**Material**
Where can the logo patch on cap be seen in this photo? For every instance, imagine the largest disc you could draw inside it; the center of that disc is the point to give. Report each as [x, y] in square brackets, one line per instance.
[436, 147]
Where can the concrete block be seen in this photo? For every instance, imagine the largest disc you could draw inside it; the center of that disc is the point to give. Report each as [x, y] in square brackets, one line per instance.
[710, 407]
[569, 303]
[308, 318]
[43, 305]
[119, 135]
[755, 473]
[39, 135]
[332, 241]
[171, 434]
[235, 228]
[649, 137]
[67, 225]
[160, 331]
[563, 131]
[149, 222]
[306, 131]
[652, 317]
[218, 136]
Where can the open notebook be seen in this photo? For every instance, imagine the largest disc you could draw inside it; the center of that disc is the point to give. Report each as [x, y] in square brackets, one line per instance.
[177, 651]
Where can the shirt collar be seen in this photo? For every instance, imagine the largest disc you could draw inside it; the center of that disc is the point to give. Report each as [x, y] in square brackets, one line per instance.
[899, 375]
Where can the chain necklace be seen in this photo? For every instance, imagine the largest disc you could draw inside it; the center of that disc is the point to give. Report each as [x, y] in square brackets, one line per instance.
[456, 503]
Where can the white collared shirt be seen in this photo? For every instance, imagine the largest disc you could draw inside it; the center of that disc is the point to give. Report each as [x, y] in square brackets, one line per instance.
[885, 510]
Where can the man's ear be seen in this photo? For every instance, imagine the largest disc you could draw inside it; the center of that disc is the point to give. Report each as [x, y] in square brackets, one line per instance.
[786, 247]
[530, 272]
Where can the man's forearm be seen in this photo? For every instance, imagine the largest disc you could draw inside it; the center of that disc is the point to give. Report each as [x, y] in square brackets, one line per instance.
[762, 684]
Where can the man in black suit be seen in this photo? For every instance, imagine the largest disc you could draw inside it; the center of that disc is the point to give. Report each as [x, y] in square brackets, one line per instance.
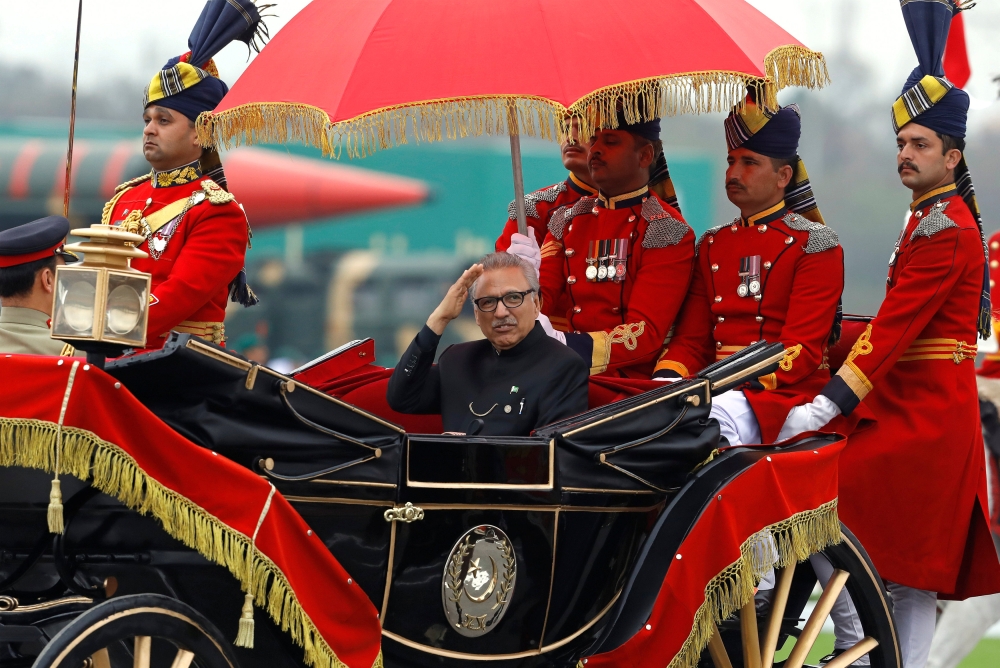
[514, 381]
==
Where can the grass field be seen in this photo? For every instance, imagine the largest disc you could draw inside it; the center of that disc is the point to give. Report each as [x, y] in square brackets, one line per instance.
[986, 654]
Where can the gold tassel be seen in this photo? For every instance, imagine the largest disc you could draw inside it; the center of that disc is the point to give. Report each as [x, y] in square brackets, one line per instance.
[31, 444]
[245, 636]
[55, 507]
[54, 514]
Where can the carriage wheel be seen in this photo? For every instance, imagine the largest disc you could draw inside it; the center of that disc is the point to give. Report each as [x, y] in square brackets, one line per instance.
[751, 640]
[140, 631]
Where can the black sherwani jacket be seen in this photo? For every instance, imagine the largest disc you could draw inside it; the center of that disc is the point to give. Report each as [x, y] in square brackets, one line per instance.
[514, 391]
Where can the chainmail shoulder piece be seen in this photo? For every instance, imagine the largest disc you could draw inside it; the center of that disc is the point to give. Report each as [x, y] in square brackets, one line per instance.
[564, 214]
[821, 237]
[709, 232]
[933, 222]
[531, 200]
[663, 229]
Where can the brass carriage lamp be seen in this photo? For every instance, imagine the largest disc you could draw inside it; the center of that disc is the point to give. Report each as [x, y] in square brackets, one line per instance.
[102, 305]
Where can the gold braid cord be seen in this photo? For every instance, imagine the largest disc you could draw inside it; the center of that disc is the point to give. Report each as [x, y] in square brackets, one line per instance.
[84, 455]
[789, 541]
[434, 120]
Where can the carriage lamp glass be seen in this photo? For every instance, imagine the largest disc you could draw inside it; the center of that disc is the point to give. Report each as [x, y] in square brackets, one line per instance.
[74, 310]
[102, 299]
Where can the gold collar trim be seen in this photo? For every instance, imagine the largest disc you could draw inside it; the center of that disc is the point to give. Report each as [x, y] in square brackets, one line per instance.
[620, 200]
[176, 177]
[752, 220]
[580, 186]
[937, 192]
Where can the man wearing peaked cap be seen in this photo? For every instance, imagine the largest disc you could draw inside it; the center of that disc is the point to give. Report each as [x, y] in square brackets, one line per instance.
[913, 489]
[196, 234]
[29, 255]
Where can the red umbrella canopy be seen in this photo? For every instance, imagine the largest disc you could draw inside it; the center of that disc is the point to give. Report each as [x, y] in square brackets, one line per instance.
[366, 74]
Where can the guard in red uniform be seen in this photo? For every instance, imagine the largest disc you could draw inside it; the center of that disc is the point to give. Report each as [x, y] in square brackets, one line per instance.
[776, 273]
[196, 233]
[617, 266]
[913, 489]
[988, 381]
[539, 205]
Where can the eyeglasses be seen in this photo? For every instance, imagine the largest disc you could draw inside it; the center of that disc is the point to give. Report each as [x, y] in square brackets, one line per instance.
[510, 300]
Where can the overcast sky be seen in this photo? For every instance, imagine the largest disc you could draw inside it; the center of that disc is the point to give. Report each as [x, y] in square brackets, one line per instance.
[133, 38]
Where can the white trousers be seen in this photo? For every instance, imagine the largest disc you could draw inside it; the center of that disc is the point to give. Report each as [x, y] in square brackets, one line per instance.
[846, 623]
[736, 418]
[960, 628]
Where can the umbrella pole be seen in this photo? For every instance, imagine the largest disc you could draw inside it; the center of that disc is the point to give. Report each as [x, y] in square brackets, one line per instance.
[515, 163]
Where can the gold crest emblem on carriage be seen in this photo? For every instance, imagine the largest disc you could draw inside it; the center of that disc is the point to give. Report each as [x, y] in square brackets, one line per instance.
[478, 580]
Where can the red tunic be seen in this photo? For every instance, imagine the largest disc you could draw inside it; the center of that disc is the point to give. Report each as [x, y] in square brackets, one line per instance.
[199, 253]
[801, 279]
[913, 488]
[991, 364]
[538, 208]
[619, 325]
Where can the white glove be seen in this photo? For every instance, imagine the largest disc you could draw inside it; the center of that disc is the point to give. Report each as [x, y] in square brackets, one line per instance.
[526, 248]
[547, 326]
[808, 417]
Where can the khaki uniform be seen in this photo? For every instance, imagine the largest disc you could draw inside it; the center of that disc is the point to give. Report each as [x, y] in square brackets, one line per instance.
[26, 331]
--
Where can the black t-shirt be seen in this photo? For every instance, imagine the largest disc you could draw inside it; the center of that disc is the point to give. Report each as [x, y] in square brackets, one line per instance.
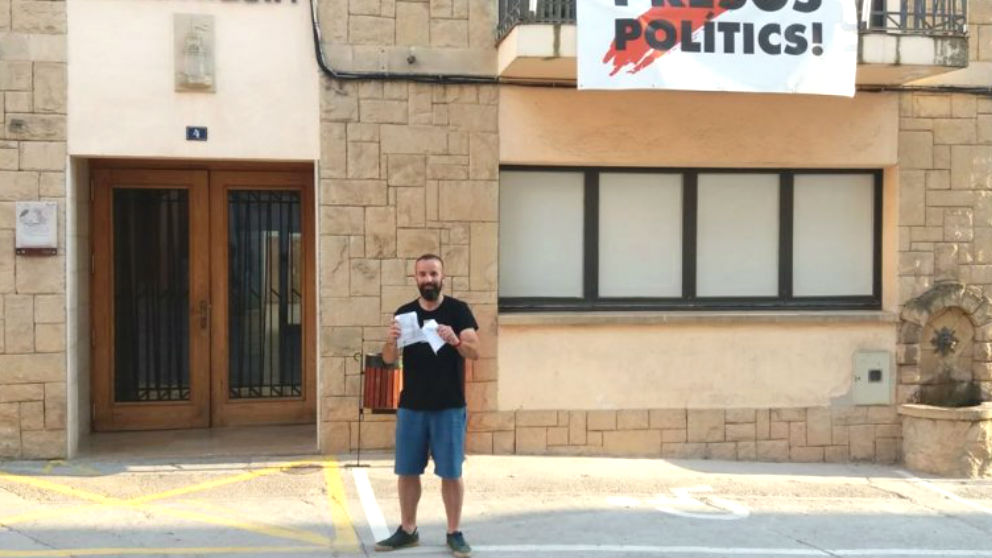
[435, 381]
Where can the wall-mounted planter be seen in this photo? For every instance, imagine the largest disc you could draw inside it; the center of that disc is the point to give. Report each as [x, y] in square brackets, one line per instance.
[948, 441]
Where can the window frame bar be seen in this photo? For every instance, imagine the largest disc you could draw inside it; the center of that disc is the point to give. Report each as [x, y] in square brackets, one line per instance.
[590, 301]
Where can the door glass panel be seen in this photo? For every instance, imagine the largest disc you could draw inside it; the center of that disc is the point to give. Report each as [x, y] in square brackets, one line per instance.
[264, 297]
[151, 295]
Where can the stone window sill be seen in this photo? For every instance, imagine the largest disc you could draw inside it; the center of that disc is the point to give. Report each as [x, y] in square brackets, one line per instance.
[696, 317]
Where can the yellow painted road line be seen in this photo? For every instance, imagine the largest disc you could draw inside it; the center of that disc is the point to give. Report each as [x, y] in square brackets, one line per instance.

**Exercise task**
Pull out every row above that contains the word "carriage", copying each one in full.

**Response**
Where can the carriage wheel be seen in this photo? For every instance, imagine the largest disc you could draw inside it; the center of that disc is the point to give. Report each as [x, y] in square brackets, one line per instance.
Where can the brass carriage lamp be seen in this photo? For every instance, imagine the largest disc you could draw inside it; the center of that disc is the point to give. Report each as [x, y] in square brackets, one line per instance.
Where can the carriage lamp glass be seen in this photo? For every instance, imagine the largest disc you could draw inside it; the center of that disc is the point to give. Report each as [x, y] in square brackets, one line per instance.
Where can the gold crest emblem on carriage be seen in this photo? For every instance, imagine the largest disc you could draw inside it; the center of that disc is the point to give. Report each as [x, y] in square brackets, one line per instance.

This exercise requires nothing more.